_Vorgegebener Text:_
────────────────────
Stell Dir vor, es ist Krieg… – wenngleich wir die Wahl haben. Ein Kommentar über den gesellschaftlichen Umgang mit dem Thema “Abtreibung”.
Das Thema “Abtreibung” gehöre enttabuisiert. Das hört man von allen Seiten, vor allem auch von Leuten, die Abtreibung befürworten.
Und ich würde zustimmen.
Das „Stigma“ des Themas Abtreibung gehöre weg. Man müsse über Abtreibung sprechen, um das Thema zu normalisieren. Um Akzeptanz dafür zu schaffen. Um es zur Tagesordnung zu machen, weil es ja täglich geschieht, als wäre es ein PAP-Abstrich oder die Entfernung einer Zyste. Ein Frauenleiden, so was wie eine Fehlgeburt, wofür man niemanden verurteilen kann. Ja, viele Frauen leiden unter ihrer Abtreibung, aber das liege vor allem am schlechten, belastenden Umgang der Gesellschaft mit dem Thema und an der Stigmatisierung der Abtreibung. Unsere Einstellung müssen wir ändern. “Normal” mit dem Thema umgehen.
Hier könnte ich nicht mehr zustimmen.
Beide Seiten reden von Enttabuisierung, streben aber gegensätzliche Ziele damit an. Es handelt sich bei diesen Vergleichen um zwei Paar Schuhe. Eine Abtreibung ist keine Krankheit, ist nicht wie die Entfernung einer Zyste, weil eine Schwangerschaft keinen anormalen oder gesundheitsgefährdenden Zustand darstellt. Eine Abtreibung ist auch nicht wie eine Fehlgeburt – es stehen sich natürlicher Tod und Tötung gegenüber.
Nicht wegsehen, sondern hinschauen
Wenn Krieg ist, versuchen wir nicht, die eigene negative Einstellung oder die Stigmatisierung des Phänomens Krieg zu ändern, sondern man versucht, oder sollte versuchen, die Wirklichkeit zu ändern: den Krieg zu beenden. Man blockt Bilder von heimkehrenden, einbeinigen Soldaten, verschütteten Städten und von Kindern und Kätzchen zwischen Trümmerhaufen nicht ab, sondern schaut hin, um sich bewusst zu machen, dass da etwas Schlimmes geschieht. Wozu man das tut? Wenn man doch eh nichts daran ändern kann? Es hilft eben nicht, wegzusehen.
────────────────────
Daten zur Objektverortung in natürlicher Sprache
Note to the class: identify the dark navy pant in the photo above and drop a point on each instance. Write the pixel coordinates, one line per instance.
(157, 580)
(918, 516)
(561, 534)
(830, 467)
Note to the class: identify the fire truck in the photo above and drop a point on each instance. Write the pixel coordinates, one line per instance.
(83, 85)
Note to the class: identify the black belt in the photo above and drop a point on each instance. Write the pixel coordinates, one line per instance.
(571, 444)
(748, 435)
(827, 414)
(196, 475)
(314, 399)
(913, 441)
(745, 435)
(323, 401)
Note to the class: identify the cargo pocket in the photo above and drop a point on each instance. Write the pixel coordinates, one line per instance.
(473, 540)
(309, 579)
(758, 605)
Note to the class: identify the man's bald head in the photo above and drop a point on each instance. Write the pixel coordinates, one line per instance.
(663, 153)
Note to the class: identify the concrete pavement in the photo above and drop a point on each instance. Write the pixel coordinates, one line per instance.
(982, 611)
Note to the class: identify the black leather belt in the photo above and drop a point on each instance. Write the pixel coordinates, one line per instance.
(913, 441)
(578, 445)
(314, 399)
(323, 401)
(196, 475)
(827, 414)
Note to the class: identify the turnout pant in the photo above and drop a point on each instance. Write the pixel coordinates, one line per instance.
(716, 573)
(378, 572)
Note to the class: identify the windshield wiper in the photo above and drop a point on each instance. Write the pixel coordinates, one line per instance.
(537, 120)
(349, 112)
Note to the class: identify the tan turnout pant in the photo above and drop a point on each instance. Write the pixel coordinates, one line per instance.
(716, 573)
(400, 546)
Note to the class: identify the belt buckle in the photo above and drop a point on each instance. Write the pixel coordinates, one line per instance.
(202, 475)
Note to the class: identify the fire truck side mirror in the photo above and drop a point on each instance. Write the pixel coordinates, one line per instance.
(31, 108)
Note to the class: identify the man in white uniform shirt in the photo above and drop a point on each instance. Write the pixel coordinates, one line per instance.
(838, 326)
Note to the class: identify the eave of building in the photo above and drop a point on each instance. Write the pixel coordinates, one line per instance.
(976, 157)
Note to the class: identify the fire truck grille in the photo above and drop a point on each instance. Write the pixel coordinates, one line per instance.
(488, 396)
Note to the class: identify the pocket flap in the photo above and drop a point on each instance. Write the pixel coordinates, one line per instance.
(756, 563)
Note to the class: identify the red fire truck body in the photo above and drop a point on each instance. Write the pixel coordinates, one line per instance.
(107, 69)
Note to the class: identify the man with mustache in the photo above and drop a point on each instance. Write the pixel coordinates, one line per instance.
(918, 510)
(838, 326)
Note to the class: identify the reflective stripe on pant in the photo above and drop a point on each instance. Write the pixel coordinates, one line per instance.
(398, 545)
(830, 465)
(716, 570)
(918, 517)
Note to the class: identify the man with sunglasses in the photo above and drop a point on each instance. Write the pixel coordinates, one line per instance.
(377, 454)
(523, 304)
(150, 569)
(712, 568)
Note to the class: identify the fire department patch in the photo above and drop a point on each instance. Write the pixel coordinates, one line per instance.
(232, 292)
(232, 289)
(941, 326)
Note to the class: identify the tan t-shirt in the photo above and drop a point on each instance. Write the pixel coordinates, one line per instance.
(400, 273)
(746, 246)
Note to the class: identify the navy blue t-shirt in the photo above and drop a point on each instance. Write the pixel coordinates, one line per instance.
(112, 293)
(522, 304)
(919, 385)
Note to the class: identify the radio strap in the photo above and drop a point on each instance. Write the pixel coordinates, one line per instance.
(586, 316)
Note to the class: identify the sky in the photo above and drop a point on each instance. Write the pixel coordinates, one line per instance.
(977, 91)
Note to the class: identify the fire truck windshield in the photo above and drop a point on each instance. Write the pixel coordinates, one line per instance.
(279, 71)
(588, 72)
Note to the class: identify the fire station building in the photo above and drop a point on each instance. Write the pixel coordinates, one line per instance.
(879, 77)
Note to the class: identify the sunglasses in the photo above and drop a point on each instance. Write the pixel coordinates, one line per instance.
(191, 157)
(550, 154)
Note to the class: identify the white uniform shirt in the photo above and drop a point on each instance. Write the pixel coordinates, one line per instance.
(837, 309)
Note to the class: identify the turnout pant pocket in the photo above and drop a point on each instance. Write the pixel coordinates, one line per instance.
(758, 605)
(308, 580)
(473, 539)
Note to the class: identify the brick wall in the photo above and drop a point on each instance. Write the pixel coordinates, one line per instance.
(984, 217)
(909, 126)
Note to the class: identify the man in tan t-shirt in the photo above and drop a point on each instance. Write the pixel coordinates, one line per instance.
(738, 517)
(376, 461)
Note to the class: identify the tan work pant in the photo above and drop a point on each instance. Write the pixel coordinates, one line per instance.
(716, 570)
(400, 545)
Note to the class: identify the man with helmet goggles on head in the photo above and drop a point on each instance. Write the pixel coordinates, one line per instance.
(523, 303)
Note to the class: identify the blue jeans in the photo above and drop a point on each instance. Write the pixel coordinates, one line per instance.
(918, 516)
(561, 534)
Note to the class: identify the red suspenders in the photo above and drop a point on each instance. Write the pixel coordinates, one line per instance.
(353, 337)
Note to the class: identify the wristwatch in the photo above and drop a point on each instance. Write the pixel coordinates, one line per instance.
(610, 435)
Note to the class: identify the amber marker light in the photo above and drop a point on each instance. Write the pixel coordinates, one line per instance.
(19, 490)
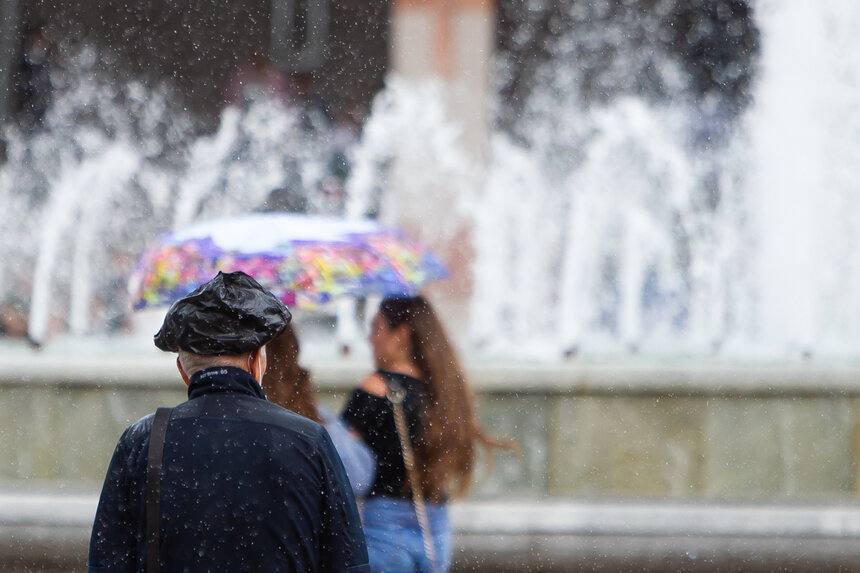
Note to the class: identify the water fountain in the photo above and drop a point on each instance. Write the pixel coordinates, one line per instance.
(720, 251)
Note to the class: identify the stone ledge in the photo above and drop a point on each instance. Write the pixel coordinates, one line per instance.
(639, 377)
(541, 535)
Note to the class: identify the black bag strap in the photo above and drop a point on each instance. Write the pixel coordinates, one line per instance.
(396, 394)
(153, 488)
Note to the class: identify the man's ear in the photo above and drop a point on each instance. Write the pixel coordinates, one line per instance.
(182, 373)
(257, 366)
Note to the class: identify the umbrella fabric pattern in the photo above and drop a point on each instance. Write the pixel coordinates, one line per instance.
(306, 261)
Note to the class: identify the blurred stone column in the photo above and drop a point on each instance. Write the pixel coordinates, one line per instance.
(451, 41)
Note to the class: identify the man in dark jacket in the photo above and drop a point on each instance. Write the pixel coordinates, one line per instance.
(245, 485)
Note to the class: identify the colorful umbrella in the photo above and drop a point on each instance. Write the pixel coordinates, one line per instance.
(307, 261)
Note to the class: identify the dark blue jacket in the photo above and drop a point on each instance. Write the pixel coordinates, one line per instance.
(246, 486)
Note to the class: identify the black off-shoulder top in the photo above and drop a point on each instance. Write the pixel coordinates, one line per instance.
(373, 418)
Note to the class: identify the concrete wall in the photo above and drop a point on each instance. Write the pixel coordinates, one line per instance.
(640, 431)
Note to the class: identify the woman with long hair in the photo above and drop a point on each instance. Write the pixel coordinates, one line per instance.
(289, 385)
(415, 361)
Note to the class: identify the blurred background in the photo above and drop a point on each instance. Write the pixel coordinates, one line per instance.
(648, 210)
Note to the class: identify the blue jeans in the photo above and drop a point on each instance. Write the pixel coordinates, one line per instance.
(394, 541)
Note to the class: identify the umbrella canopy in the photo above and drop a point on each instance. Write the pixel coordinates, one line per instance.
(306, 261)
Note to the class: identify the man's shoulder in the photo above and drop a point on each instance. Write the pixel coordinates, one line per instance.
(289, 421)
(138, 431)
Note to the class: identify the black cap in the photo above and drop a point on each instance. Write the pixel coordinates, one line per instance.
(231, 314)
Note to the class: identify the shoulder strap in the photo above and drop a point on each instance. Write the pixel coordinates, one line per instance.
(153, 488)
(396, 394)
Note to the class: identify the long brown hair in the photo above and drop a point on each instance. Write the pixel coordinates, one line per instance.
(446, 449)
(285, 382)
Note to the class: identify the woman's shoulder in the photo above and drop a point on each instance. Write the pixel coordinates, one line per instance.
(374, 384)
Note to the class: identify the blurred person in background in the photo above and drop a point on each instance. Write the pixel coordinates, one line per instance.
(417, 367)
(289, 385)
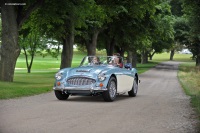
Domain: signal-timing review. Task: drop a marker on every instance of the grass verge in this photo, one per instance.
(189, 77)
(41, 78)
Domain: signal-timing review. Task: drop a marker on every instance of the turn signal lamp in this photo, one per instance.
(101, 84)
(58, 83)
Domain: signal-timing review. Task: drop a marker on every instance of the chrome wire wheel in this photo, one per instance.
(110, 94)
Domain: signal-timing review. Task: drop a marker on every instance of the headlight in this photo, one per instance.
(101, 77)
(58, 76)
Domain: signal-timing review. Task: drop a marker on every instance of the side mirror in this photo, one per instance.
(128, 66)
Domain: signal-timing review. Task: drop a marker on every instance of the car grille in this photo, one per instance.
(80, 81)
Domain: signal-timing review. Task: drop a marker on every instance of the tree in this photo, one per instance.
(192, 11)
(11, 25)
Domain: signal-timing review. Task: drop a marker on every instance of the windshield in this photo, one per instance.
(101, 60)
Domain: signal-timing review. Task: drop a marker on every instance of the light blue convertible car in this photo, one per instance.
(104, 75)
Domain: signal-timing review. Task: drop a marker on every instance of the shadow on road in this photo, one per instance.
(95, 98)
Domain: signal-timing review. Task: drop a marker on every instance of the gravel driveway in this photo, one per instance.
(160, 107)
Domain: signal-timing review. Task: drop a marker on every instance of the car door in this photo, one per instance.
(124, 80)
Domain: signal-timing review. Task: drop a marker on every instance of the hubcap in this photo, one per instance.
(112, 90)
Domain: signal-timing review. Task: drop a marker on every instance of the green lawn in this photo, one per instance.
(41, 78)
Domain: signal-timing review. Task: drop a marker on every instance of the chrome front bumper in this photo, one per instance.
(91, 89)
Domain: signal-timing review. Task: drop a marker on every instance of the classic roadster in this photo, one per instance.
(103, 75)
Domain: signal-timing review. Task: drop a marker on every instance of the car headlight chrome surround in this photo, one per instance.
(58, 76)
(101, 76)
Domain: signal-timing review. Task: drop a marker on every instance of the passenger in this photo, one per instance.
(117, 60)
(95, 60)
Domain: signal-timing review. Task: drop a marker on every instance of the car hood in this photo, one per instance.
(89, 71)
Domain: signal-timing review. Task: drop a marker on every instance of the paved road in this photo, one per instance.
(160, 107)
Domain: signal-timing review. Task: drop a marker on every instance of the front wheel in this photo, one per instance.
(60, 95)
(110, 94)
(133, 91)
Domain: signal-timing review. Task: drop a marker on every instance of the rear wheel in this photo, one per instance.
(60, 95)
(110, 94)
(133, 91)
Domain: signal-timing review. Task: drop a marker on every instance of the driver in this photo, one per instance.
(95, 60)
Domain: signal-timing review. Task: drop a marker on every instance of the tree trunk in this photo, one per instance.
(91, 45)
(12, 20)
(144, 57)
(10, 49)
(151, 55)
(172, 54)
(110, 46)
(134, 60)
(67, 52)
(198, 56)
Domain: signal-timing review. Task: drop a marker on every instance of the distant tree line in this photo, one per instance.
(139, 28)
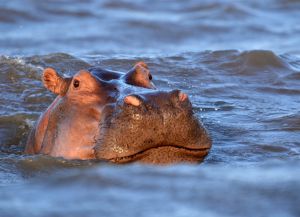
────────────────────
_Fragen:_
1) Beantworte diese Fragen zum Kommentar über Abtreibung:
(a) Mit welchen zwei Eingriffen wird Abtreibung verglichen, um sie alltäglich erscheinen zu lassen?
(b) Was steht sich laut Kommentar bei Fehlgeburt und Abtreibung gegenüber?
(c) Was sollte man laut Kommentar im Krieg zu ändern versuchen?
2) Führe den Kommentar über Abtreibung nach seinem letzten Satz weiter.
Die Daten werden hier nicht gebraucht.

_Lösungen:_
1)
(a) Mit einem PAP-Abstrich und der Entfernung einer Zyste.
(b) Natürlicher Tod und Tötung.
(c) Die Wirklichkeit, also den Krieg beenden.

2)
Im großen Weltgeschehen würde ein ständiges Wegschauen zur totalen Katastrophe führen. Nur wenn man hinsieht, kann man erkennen, kann Gutes vom Schlechten unterscheiden, kann Dinge verändern, kann erneut dankbar sein für die eigenen, im Gegensatz zum Krieg so nichtig scheinenden Probleme, und kann sich für das Gute einsetzen. Entstigmatisieren kann man Obdachlosigkeit, Krankheit, Leid – und selbstverständlich an erster Stelle Leid von Frauen, die abgetrieben haben; Bestandteile des Menschseins, die man nicht mehr ändern kann und wofür Betroffene nichts können. Niemals aber Gewalt und Menschenfeindlichkeit. (Vielleicht aber ist Stigma hier überhaupt auch das falsche Wort, weil es eine unberechtigte Existenz suggeriert, gleich wie auch das Wort “Vorurteil”, demgegenüber das Wort “Stereotyp” oft viel treffender ist…)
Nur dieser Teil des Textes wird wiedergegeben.